━━ Текст для чтения ━━

Обычно событие крещения Господа Иисуса Христа рассматривается с точки зрения того, какой смысл оно имело и имеет в деле спасения мира. При этом остается несколько в тени его значение, так сказать, самого по себе, а если конкретнее — его значение для главного участника этого события Богочеловека Иисуса Христа, насколько вообще такое понимание доступно людям. Происходит же это, видимо, по причине недостаточной оценки одного немаловажного момента, который обнаруживается при вчитывании в текст Евангелий от Марка и от Луки, где повествуется о крещении Господа от Иоанна.
Как известно, рассказ о крещении, или омовении (греч. — baptisma), Христа в реке Иордан от Иоанна Крестителя, содержится во всех трех синоптических евангелиях (в Евангелии же от Иоанна есть лишь косвенное и при этом неоднозначное указание на него Иоанна Крестителя, но не описана сама сцена крещения; см. Ин 1:26-34). Но несмотря на почти полное сходство в свидетельствах синоптиков, в Евангелиях от Марка и от Луки имеется одна особенность, отдельный анализ которой может в определенной степени способствовать углублению нашего восприятия и понимания события крещения. Речь идет о том, кто видел «голубя, сходящего на Него» (то есть Иисуса) и слышал слова, произнесенные Голосом с небес (Мк 1:10-11). В Евангелии от Луки все выглядит довольно однозначно — Духа «видит» и Голос «слышит» сам Иисус (судя по тексту это происходит в ответ на Его молитву — Лк 3:21-22). Что касается Марка, то здесь вроде бы тоже все нужно понимать однозначно, в том же смысле, что и у Луки, однако в Синодальном переводе для уточнения смысла (в тексте перевода слово выделено курсивом) вставляется после слова «увидел» имя «Иоанн», и тем самым вносится в текст евангелия смысл, который в нем, скорее всего, не содержится. Но для чего было внесено такое дополнительное уточнение? Очень вероятно, что переводчик архимандрит Поликарп (Гайтанников) или кто-то из редакторов текста хотел приблизить версию Марка к версии Матфея. Впрочем, нужно отметить, что и у самого Матфея нет такого уточнения, однако Иоанн в Евангелии от Матфея описан как свидетель, если не видящий Духа, сходящего на Иисуса, то, по крайней мере, слышащий Голос. Это становится ясно из слов, произнесенных «Голосом с неба» (буквально): «Это есть Сын мой возлюбленный, в котором Мое благоволение» (Мф 3:17). Из этой фразы понятно, что Бог обращается не только, а может и не столько, по мысли евангелиста Матфея, к Своему Сыну, сколько к Иоанну Крестителю, перед которым и свидетельствует о Божественном сыновстве Христа. Однако несколько иной вариант этих слов дают нам евангелисты Марк и Лука: «Ты Сын Мой возлюбленный, в Котором Мое благоволение!» (Мк 1:11; конец фразы в Лк 3:22 немного отличается: «...в Тебе мое благоволение»). То есть перед нами предстают свидетельства о схождении Духа на Господа Иисуса Христа при крещении в форме таинственного диалога между Ним и Его Небесным Отцом.

━━━
━━ Извлечённые данные ━━

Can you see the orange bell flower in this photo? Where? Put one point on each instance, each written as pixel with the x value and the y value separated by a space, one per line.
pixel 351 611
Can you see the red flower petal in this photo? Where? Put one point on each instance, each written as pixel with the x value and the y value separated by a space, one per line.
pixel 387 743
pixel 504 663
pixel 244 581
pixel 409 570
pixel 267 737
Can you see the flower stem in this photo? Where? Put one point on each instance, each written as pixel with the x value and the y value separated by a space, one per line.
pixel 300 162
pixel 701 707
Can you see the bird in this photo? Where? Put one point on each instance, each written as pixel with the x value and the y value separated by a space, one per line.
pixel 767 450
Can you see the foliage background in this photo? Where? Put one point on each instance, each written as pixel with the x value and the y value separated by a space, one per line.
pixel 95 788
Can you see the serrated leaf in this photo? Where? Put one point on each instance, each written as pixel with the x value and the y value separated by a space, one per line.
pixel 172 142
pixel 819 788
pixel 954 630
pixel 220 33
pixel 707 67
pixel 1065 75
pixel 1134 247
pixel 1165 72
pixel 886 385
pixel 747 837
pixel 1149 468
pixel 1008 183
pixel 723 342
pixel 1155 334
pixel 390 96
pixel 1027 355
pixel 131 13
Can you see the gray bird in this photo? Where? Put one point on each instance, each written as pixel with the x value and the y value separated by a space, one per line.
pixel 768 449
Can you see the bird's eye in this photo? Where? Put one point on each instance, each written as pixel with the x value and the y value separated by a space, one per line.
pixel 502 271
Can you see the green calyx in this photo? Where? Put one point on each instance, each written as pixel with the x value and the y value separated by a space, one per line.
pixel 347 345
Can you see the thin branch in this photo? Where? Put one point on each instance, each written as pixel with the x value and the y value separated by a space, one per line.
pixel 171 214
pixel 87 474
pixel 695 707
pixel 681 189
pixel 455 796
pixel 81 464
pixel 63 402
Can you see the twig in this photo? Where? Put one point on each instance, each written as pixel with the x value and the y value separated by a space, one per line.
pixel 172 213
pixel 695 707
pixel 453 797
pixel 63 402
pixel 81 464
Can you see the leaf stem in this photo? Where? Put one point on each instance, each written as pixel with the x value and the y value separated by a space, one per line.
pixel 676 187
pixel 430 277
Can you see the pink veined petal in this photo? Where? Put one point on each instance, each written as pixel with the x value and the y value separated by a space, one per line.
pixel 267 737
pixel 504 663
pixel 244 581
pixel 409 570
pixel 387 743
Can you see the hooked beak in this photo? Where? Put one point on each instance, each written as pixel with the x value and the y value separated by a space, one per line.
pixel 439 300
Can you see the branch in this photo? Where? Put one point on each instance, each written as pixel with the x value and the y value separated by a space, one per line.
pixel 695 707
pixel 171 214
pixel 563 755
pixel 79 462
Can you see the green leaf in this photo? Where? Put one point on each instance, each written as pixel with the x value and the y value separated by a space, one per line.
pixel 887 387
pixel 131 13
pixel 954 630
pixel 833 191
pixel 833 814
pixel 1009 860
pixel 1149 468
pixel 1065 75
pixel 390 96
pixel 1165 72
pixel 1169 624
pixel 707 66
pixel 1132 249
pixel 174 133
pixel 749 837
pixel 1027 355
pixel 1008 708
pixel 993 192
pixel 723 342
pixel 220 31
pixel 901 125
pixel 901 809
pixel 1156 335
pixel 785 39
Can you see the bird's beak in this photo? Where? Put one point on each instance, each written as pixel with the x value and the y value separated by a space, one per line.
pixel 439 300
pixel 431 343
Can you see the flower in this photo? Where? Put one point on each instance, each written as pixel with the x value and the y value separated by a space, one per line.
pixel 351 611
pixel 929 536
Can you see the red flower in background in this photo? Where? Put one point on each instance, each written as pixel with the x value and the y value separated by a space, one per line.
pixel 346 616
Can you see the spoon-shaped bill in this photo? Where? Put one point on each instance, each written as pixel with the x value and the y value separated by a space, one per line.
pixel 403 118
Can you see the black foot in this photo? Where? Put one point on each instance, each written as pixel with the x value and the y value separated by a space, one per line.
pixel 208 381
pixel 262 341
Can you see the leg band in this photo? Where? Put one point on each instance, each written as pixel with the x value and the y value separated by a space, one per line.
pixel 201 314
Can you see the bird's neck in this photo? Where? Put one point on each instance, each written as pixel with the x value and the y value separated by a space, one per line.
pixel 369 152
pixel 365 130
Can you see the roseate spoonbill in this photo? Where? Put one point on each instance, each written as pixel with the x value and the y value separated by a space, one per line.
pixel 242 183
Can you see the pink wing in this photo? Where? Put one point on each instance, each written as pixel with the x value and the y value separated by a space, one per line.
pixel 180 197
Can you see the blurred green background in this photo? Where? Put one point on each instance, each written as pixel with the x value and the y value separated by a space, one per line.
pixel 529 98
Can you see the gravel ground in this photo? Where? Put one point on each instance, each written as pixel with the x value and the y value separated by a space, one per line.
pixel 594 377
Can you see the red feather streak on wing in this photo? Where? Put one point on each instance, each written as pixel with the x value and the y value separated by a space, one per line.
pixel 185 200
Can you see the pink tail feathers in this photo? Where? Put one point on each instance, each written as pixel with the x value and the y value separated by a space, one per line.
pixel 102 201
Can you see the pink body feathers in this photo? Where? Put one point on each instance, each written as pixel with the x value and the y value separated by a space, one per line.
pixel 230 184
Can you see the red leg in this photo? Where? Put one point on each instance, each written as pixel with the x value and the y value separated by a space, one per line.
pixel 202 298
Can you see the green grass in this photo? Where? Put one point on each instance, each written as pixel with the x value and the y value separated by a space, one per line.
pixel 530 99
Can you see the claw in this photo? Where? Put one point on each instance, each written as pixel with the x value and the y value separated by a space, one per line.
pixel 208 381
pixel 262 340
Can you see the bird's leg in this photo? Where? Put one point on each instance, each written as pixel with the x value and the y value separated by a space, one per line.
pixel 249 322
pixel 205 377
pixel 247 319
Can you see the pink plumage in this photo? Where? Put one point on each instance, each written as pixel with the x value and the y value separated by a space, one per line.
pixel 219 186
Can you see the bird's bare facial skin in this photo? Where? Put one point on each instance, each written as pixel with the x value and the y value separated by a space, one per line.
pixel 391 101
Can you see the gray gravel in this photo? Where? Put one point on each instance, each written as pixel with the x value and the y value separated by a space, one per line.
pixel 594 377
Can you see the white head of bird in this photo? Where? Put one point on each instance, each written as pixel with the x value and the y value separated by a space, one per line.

━━━

## Обязательное задание 1:
Обнови отрывок из текста о крещении Христа, начиная со слов «Обычно событие крещения» и заканчивая словами «Господа от Иоанна.»: приведи его заново, поставив «Спасителя» вместо «Богочеловека».
## Обязательное задание 2:
Перечисли все евангелия, которые названы в тексте о крещении Христа.

## Полный ответ 1:
Обычно событие крещения Господа Иисуса Христа рассматривается с точки зрения того, какой смысл оно имело и имеет в деле спасения мира. При этом остается несколько в тени его значение, так сказать, самого по себе, а если конкретнее — его значение для главного участника этого события Спасителя Иисуса Христа, насколько вообще такое понимание доступно людям. Происходит же это, видимо, по причине недостаточной оценки одного немаловажного момента, который обнаруживается при вчитывании в текст Евангелий от Марка и от Луки, где повествуется о крещении Господа от Иоанна.

## Полный ответ 2:
Евангелие от Марка, Евангелие от Луки, Евангелие от Иоанна, Евангелие от Матфея.